#### [REQUIREMENT]
Write out the lines of every record below exactly as they appear, but leave the pictures out of your answer.

-- START OF RECORDS FOR THE TASK --

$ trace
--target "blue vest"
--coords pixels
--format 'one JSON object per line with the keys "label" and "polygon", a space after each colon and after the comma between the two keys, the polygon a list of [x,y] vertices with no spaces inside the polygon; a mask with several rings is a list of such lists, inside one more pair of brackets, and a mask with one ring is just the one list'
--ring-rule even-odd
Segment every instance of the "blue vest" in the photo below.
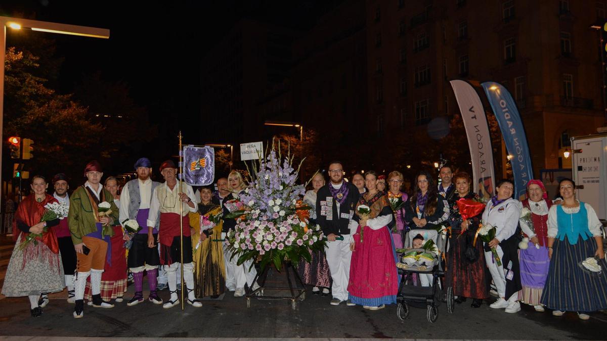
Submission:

-- END OF RECORDS FOR THE TASK --

#### [TASK SOLUTION]
$ trace
--target "blue vest"
--coords pixels
--format 'one JSON object per line with the keys "label" and "polygon", a space after each colon and after the comma between the two keys, the polygon a list of [x,y] vertices with no spaces inside the polygon; a mask with several rings is a list of such lists, inside one more pair of brackets, and a mask with one ring is just the one list'
--ring-rule even-odd
Segment every instance of the "blue vest" in the photo below.
Submission:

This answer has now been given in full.